* To be done *
Pull out every line of the rows below that contains the string "Draw", and copy each one in full.

* Data provided *
┌──
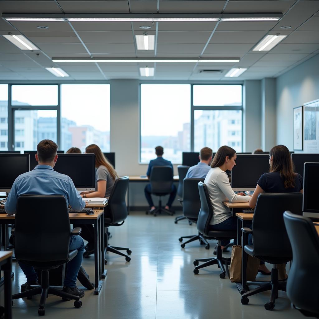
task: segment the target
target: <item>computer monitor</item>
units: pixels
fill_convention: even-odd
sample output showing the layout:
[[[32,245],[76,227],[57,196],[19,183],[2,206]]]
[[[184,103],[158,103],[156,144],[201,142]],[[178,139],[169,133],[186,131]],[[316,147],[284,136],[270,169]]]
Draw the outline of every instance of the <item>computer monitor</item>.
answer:
[[[263,174],[269,171],[269,156],[265,154],[239,154],[232,170],[234,190],[254,190]]]
[[[10,192],[15,180],[29,171],[29,154],[0,154],[0,192]]]
[[[59,154],[53,169],[71,177],[79,190],[90,190],[95,188],[94,154]]]
[[[295,153],[291,154],[291,159],[294,164],[296,172],[303,177],[304,164],[306,162],[319,163],[319,154]]]
[[[187,166],[197,165],[199,161],[199,152],[183,152],[182,164]]]
[[[58,151],[58,154],[63,154],[64,151]],[[37,153],[36,151],[25,151],[24,153],[29,154],[30,155],[30,170],[34,169],[34,167],[39,164],[35,159],[35,154]]]
[[[115,153],[114,152],[111,153],[103,153],[104,156],[107,158],[108,160],[113,165],[113,167],[115,168]]]
[[[303,178],[304,216],[319,217],[318,199],[318,183],[319,181],[319,163],[305,163]]]

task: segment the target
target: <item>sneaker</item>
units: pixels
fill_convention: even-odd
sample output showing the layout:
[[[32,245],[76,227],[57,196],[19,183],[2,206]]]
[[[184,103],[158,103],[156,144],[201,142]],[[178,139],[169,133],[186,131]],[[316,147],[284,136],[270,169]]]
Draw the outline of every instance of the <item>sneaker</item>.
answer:
[[[75,296],[78,296],[80,298],[84,296],[84,291],[83,289],[79,289],[76,286],[73,288],[67,286],[64,286],[62,291]],[[69,301],[72,299],[63,297],[62,300],[63,301]]]
[[[26,290],[28,290],[32,288],[30,286],[38,286],[39,285],[39,282],[37,280],[33,280],[28,282],[26,282],[25,283],[21,285],[21,289],[20,291],[21,293],[25,291]]]

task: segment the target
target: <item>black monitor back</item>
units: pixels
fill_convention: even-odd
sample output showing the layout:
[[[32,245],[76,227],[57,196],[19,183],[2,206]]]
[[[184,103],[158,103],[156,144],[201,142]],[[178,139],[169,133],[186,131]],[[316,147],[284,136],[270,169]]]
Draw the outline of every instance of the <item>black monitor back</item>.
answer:
[[[183,152],[182,165],[187,166],[193,166],[199,162],[199,152]]]
[[[112,164],[113,167],[115,168],[115,153],[114,152],[111,152],[110,153],[103,153],[103,154],[108,160]]]
[[[238,190],[255,189],[260,176],[269,172],[269,160],[266,154],[238,155],[232,171],[232,187]]]
[[[8,192],[15,180],[29,171],[28,154],[0,154],[0,191]]]
[[[59,154],[53,168],[71,177],[79,189],[95,187],[94,154]]]
[[[319,163],[318,154],[292,154],[291,159],[295,165],[295,171],[303,177],[304,165],[308,163]]]

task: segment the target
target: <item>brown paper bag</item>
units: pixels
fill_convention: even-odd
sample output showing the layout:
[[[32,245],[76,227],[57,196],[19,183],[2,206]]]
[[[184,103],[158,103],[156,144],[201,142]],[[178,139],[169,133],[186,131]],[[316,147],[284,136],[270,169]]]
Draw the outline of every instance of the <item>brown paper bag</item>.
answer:
[[[232,282],[239,282],[241,281],[242,247],[235,245],[232,248],[232,256],[229,268],[229,279]],[[254,281],[258,272],[260,261],[248,255],[246,276],[247,281]]]

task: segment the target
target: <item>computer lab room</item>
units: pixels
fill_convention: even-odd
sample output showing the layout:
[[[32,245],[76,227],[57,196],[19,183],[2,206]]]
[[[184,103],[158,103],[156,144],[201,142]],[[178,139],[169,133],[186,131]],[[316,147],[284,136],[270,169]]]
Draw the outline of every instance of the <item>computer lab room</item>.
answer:
[[[318,181],[319,0],[0,0],[0,318],[319,318]]]

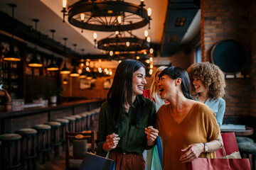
└──
* The completed task *
Draw the outline of every instance of the <item>computer monitor</item>.
Draw the outline of every instance of the <item>sneaker</item>.
Draw the outline of every instance of the <item>black monitor back</item>.
Draw the outline of every instance of the <item>brown paper bag</item>.
Draw the outline of every instance of the <item>computer lab room</item>.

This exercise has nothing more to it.